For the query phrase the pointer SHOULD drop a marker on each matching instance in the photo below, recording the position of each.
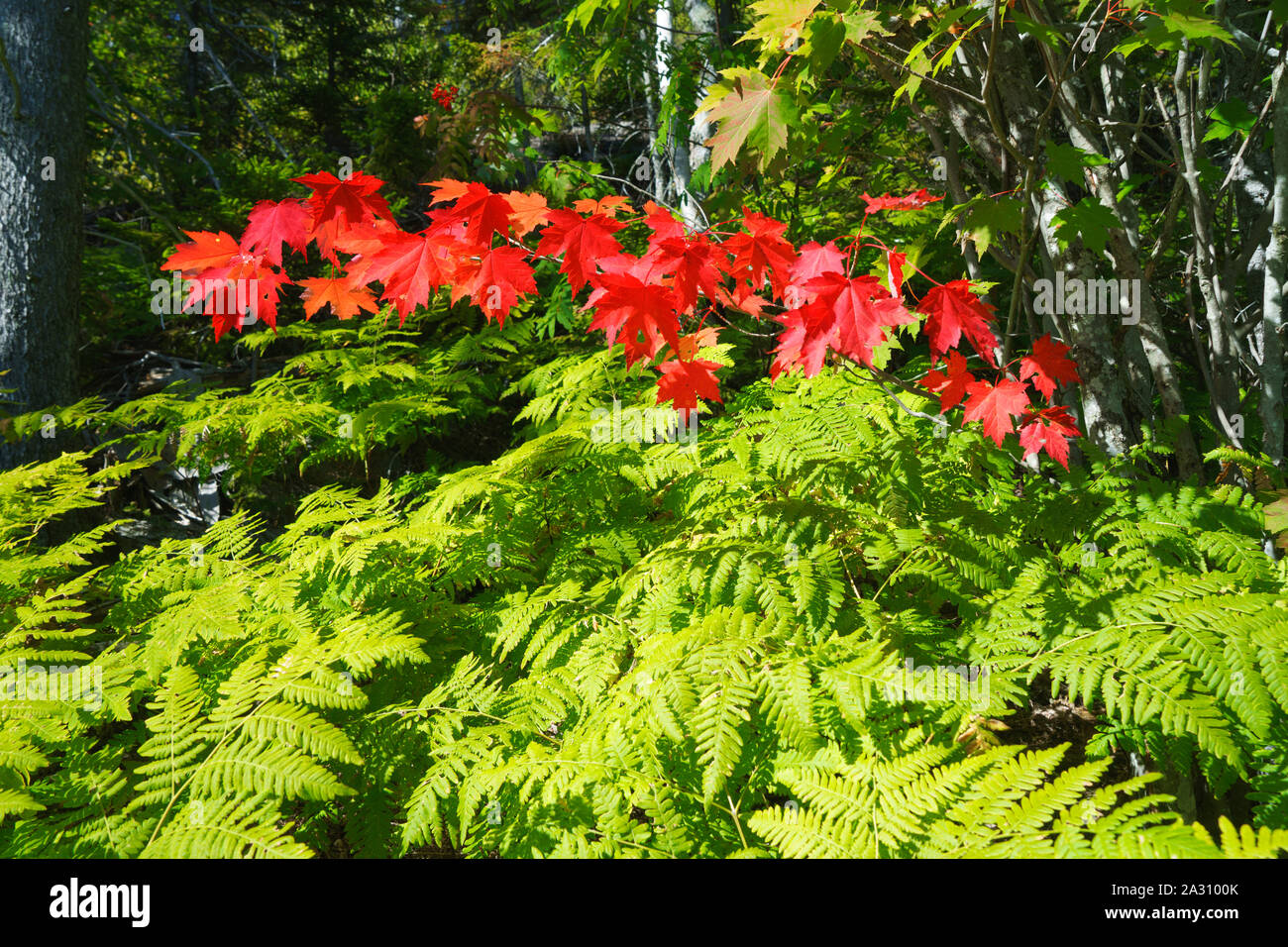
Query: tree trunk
(1274, 286)
(42, 163)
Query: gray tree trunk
(1275, 285)
(42, 171)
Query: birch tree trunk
(1275, 285)
(44, 50)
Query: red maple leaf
(583, 241)
(862, 308)
(411, 266)
(243, 287)
(684, 381)
(527, 211)
(814, 260)
(759, 250)
(1047, 365)
(608, 206)
(273, 223)
(951, 386)
(1050, 428)
(344, 299)
(625, 304)
(914, 201)
(896, 262)
(803, 343)
(348, 201)
(494, 281)
(206, 252)
(996, 405)
(695, 262)
(483, 211)
(953, 311)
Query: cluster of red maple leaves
(480, 245)
(445, 95)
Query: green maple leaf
(751, 112)
(1090, 219)
(1067, 161)
(778, 22)
(983, 219)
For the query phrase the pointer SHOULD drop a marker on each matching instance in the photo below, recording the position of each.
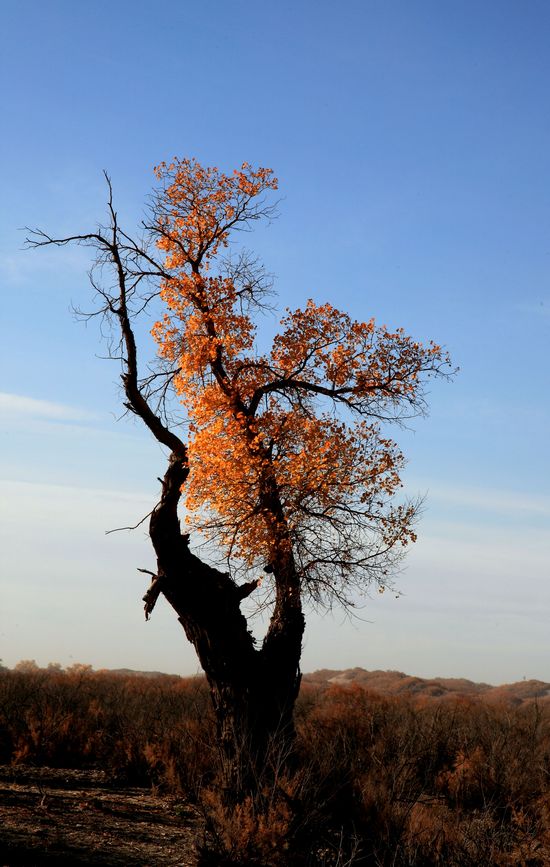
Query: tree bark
(253, 690)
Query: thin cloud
(491, 500)
(18, 406)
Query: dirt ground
(74, 818)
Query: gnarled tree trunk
(253, 689)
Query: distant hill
(398, 683)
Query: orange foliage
(270, 460)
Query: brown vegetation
(374, 780)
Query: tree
(285, 466)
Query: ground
(74, 818)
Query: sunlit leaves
(286, 448)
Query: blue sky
(412, 143)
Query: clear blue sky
(412, 143)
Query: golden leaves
(266, 447)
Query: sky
(412, 146)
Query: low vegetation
(374, 779)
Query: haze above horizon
(412, 146)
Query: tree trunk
(253, 690)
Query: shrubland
(372, 779)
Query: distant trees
(280, 457)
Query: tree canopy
(304, 420)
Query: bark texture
(253, 689)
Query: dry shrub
(372, 780)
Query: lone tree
(284, 465)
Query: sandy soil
(74, 818)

************

Format all of the data above as a numbered list, skipping blank lines and leaving out the pictures.

1. For the query phrase the pointer SHOULD drop a marker on each matching instance in the photo below, recording the position of each.
2. Query: tree trunk
3. (1274, 286)
4. (42, 163)
5. Query: gray tree trunk
6. (1275, 285)
7. (42, 171)
8. Query: birch tree trunk
9. (1275, 285)
10. (44, 50)
11. Query: red maple leaf
12. (583, 241)
13. (862, 308)
14. (411, 266)
15. (243, 287)
16. (684, 381)
17. (527, 211)
18. (814, 260)
19. (759, 250)
20. (1047, 365)
21. (608, 206)
22. (273, 223)
23. (951, 386)
24. (1050, 428)
25. (344, 299)
26. (625, 304)
27. (914, 201)
28. (896, 262)
29. (803, 343)
30. (348, 201)
31. (494, 281)
32. (206, 252)
33. (996, 405)
34. (695, 262)
35. (483, 211)
36. (953, 311)
37. Query: cluster of red maple leaves
38. (480, 245)
39. (445, 95)
40. Query: green maple leaf
41. (751, 112)
42. (1090, 219)
43. (1067, 161)
44. (778, 22)
45. (983, 219)
46. For the query phrase the pointer SHOULD drop a marker on each matching instance in the photo below, recording the position of each.
47. Query: tree bark
48. (253, 690)
49. Query: thin cloud
50. (491, 500)
51. (18, 406)
52. Query: dirt ground
53. (74, 818)
54. Query: gnarled tree trunk
55. (253, 689)
56. Query: distant hill
57. (398, 683)
58. Query: orange foliage
59. (270, 460)
60. Query: brown vegetation
61. (374, 780)
62. Query: tree
63. (285, 466)
64. Query: ground
65. (74, 818)
66. Query: sunlit leaves
67. (286, 448)
68. Query: blue sky
69. (412, 143)
70. Query: clear blue sky
71. (412, 143)
72. Query: golden leaves
73. (266, 447)
74. Query: sky
75. (412, 146)
76. Query: low vegetation
77. (374, 779)
78. Query: haze above horizon
79. (412, 146)
80. Query: tree trunk
81. (253, 690)
82. Query: shrubland
83. (372, 779)
84. Query: distant trees
85. (280, 457)
86. Query: tree canopy
87. (304, 420)
88. Query: bark texture
89. (253, 689)
90. Query: dry shrub
91. (372, 780)
92. Query: lone tree
93. (284, 465)
94. Query: sandy soil
95. (74, 818)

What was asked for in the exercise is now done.